[Object point labels]
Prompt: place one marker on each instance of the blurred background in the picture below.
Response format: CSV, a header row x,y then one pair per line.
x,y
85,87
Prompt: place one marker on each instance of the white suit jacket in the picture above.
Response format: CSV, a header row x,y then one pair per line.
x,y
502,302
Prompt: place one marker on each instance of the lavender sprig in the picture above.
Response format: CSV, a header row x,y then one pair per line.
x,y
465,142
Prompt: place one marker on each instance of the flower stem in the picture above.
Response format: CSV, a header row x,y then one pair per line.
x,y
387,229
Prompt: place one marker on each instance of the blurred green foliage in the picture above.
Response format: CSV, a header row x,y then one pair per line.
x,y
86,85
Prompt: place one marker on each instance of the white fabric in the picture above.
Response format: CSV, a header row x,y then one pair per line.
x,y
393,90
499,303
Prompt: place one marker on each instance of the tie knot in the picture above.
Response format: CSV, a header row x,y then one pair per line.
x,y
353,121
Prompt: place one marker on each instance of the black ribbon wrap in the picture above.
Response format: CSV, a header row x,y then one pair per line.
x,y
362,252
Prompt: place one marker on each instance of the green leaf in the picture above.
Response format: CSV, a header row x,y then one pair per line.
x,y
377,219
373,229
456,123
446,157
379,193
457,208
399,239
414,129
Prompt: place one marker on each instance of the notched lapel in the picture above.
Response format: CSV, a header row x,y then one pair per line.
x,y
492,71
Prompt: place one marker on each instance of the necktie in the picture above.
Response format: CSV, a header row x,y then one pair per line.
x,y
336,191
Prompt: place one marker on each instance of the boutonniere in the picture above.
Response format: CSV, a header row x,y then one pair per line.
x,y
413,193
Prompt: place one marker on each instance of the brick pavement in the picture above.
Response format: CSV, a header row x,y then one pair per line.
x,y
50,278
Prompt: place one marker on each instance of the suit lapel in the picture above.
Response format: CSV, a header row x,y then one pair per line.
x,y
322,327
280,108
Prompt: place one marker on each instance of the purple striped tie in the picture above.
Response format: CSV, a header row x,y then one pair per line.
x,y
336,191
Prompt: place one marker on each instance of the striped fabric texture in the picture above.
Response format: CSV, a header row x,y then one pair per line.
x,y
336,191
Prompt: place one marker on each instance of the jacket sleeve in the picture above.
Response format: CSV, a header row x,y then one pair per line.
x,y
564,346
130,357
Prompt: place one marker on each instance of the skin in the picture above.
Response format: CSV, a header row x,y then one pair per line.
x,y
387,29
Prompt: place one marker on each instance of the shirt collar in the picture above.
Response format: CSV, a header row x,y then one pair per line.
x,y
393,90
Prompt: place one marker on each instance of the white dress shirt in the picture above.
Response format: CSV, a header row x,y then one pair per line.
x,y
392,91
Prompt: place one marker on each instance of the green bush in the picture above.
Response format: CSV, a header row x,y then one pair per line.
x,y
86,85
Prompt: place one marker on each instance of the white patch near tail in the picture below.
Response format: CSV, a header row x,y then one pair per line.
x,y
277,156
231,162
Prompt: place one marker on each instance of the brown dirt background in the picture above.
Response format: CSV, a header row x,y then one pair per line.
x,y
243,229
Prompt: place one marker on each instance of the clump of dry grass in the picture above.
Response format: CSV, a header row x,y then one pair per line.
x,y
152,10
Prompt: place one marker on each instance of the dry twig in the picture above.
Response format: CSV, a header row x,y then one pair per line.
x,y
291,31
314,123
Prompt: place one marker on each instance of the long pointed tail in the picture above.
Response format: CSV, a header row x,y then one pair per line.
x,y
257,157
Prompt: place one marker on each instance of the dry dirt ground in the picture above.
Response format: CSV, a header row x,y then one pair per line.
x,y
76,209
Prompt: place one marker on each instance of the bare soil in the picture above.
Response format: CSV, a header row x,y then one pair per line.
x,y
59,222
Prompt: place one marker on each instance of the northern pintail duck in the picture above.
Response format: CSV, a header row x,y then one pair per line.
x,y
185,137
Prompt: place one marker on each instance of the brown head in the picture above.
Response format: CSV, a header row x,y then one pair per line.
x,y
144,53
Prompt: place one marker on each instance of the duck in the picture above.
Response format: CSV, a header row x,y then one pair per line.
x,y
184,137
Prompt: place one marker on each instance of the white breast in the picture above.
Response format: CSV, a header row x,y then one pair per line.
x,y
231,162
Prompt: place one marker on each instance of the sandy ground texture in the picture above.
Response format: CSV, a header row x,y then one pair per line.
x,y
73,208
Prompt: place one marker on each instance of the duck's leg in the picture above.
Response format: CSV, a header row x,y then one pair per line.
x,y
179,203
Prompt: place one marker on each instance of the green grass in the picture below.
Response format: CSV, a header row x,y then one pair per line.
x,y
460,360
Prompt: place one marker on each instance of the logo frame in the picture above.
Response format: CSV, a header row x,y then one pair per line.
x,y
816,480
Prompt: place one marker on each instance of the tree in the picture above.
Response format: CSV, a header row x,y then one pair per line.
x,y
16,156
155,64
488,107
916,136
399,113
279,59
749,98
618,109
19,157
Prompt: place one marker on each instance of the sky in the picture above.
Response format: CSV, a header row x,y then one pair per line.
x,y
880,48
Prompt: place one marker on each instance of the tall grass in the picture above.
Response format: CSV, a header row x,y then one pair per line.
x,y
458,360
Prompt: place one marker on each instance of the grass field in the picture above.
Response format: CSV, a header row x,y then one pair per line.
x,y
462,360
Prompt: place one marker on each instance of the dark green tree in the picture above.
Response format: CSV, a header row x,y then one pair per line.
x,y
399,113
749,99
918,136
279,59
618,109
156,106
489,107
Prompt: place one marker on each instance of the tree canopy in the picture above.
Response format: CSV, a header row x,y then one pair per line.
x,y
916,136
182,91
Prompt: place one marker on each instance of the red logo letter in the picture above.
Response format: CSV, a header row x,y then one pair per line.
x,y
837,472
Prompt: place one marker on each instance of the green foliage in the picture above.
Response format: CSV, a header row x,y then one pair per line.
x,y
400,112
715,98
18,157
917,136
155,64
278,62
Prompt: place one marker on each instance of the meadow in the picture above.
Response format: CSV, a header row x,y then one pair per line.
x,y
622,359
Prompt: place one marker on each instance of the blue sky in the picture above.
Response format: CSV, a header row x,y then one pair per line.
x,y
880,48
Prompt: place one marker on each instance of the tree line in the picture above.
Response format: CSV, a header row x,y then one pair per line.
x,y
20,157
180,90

(Task description) Print out the whole listing exactly as it appears.

(The solution)
Prompt: place one marker on each instance of the blurred background in the picture below.
Response format: CSV, a header row x,y then one pair per line.
x,y
85,87
Prompt: place one marker on each instance of the white suit jacket in the picture above.
Response format: CSV, a header row x,y then one pair per line.
x,y
502,302
Prompt: place one marker on each instance of the lavender sprig in the picture above.
Response format: CSV, a header row x,y then one pair per line.
x,y
465,142
Prompt: place one marker on each instance of the flower stem in the picture above.
Response format: CSV, a header row x,y then one pair per line.
x,y
387,229
Prompt: place one marker on each instance of the blurred green foliage in the picture above.
Response format: CSV, a header row x,y then one pair per line.
x,y
86,85
Prompt: place one marker on each instance of the white fabric in the picture above.
Response format: CSV, a header row x,y then one pair per line.
x,y
393,90
499,303
Prompt: place one marker on each instance of the tie knot in the picture above.
Response format: CSV, a header row x,y then one pair per line.
x,y
353,121
Prompt: place one marker on each instance of the black ribbon wrap in the picture above.
Response format: CSV, a header row x,y then one pair per line.
x,y
362,252
Prompt: place one marker on each instance of the green leaf in the picture above.
Response format: CSV, a header row x,y then one pair per line.
x,y
377,219
373,229
456,123
446,157
379,193
457,208
399,239
414,129
Prompt: place one marker on each instance of the notched lapel in the picture above.
Response format: CSV, a header row x,y then one pair per line.
x,y
492,71
Prompt: place one marker on each instance of the necktie in the picture above.
Response format: CSV, a header row x,y then one pair per line.
x,y
336,191
Prompt: place one marker on each instance of the boutonniere in the picture above.
Response format: CSV, a header row x,y then one pair per line.
x,y
413,193
Prompt: place one marker on each instance of the brick pavement in the picture above.
Response format: CSV, a header row x,y then one pair per line.
x,y
50,278
Prompt: place one marker on each instance of the suit lapel in the picture above.
Response format: CSV, a header row x,y then one pair per line.
x,y
322,327
280,108
Prompt: place one marker on each instance of the purple striped tie in the picture above.
Response format: CSV, a header row x,y then one pair per line.
x,y
336,191
Prompt: place one marker on each instance of the striped fabric texture in the picture above.
Response format: CSV, a header row x,y then one pair per line.
x,y
336,191
Prompt: place one marker on each instance of the jacket sleeve in the picture above.
Response format: CSV, a header row x,y then one pair per line.
x,y
564,346
130,357
Prompt: place one marker on each instance of the skin in the picture above.
Response format: CSV, a header row x,y then one pair per line.
x,y
387,29
Prompt: place one marker on each instance of the shirt collar in the picture above.
Response format: CSV, a header row x,y then one pair per line.
x,y
393,90
Prompt: place one marker on each instance of the white dress shirt in the picture above.
Response format: CSV, a header row x,y then one pair per line.
x,y
392,91
Prompt: place one marker on each instance of the green bush in the picture above.
Response format: CSV, a header row x,y then one pair per line.
x,y
86,85
Prompt: place one marker on each instance of the white patch near tail in the picture below.
Response format: CSV, a header row x,y then one pair per line.
x,y
277,156
231,162
Prompt: place one marker on each instance of the brown dirt background in the picture above.
Response format: CSV, a header row x,y then one pair per line.
x,y
243,229
Prompt: place one marker on each instance of the clump of dry grass in the picture above.
Response format: CSV, a header row x,y then one pair per line.
x,y
152,10
Prompt: place one marker on each instance of the dry twig in the picture above.
Response format: CSV, a header row x,y then one pair per line.
x,y
291,31
314,123
Prompt: place one marker on each instance of the long pointed tail in the picture above.
Response format: CSV, a header row x,y then one pair per line.
x,y
257,157
Prompt: place one marker on each instance of the dry dirt ground in the picture above.
Response format: CSV, a header row x,y then one pair per line.
x,y
76,209
Prompt: place one marker on each instance of the bare soil in the picture above.
Response format: CSV, a header row x,y then one pair per line.
x,y
59,222
Prompt: place one marker on each instance of the northern pintail duck in the picture above.
Response format: CSV, a header row x,y then one pair per line.
x,y
185,137
Prompt: place one marker on each instance of the brown head in the picture above.
Response format: CSV, a header row x,y then one pair per line.
x,y
144,53
Prompt: place one marker on each instance of the duck in the picture above.
Response format: CSV, a header row x,y then one pair per line.
x,y
184,137
Prompt: place one marker on each instance of the white breast in the picture above.
Response format: CSV, a header row x,y then one pair per line.
x,y
231,162
Prompt: place one marker on each instance of the sandy ground texture in the picture above.
Response format: CSV, a header row x,y then one pair per line.
x,y
73,208
Prompt: place one marker on each instance of the duck's leg in the picture above.
Response format: CSV, a header row x,y then one pair per line.
x,y
179,203
Prompt: place one marker on each instance of the green grass in the picture below.
Response format: CSV, a header row x,y then one pair per line.
x,y
460,360
Prompt: place one marker on each instance of the logo frame in the picture above.
Response format: CSV, a header row x,y then one pair per line.
x,y
816,480
Prompt: place one marker on each instance of the tree in the picture above.
Response format: CSV, a header row x,y then one pair per line.
x,y
16,156
155,64
488,107
916,136
399,113
279,59
749,98
618,109
19,157
Prompt: place one marker on each instance of the sky in the picture above.
Response format: CSV, a header row x,y then one pair per line.
x,y
880,48
Prompt: place one marker on each instance of the tall grass in the picture above.
Response format: CSV, a header row x,y then one pair per line.
x,y
458,360
Prompt: place one marker on each instance of the grass field in the picture above.
Response format: CSV, a header row x,y then one pair per line.
x,y
462,360
Prompt: place one marker on each instance of the dark green tree in the picture above.
Response format: CSV, a header row x,y then one pair per line.
x,y
399,113
749,99
918,136
279,59
618,109
156,106
489,107
Prompt: place one marker on each instance of the tree canopy in the picture above.
Response format: CSV, a header row x,y then one pair per line.
x,y
916,136
182,91
Prompt: place one marker on each instance of the red logo letter in the picture above.
Response format: CSV, a header row x,y then one pair per line.
x,y
837,472
Prompt: place one marker on each instance of the green foliage in the picture above.
Response format: CSV, a header row x,y then one pair per line.
x,y
400,112
715,98
18,157
917,136
155,64
278,62
Prompt: place one marker on each instance of the meadow in the picture above.
Response format: CSV, a header row x,y then one pair per line.
x,y
622,359
Prompt: place one marker on each instance of the blue sky in the picture above.
Response format: CSV, a header row x,y then one pair per line.
x,y
880,48
Prompt: place one marker on each instance of the tree line in the picture above.
Response format: CSV, a header row x,y then one pair per line.
x,y
20,157
180,90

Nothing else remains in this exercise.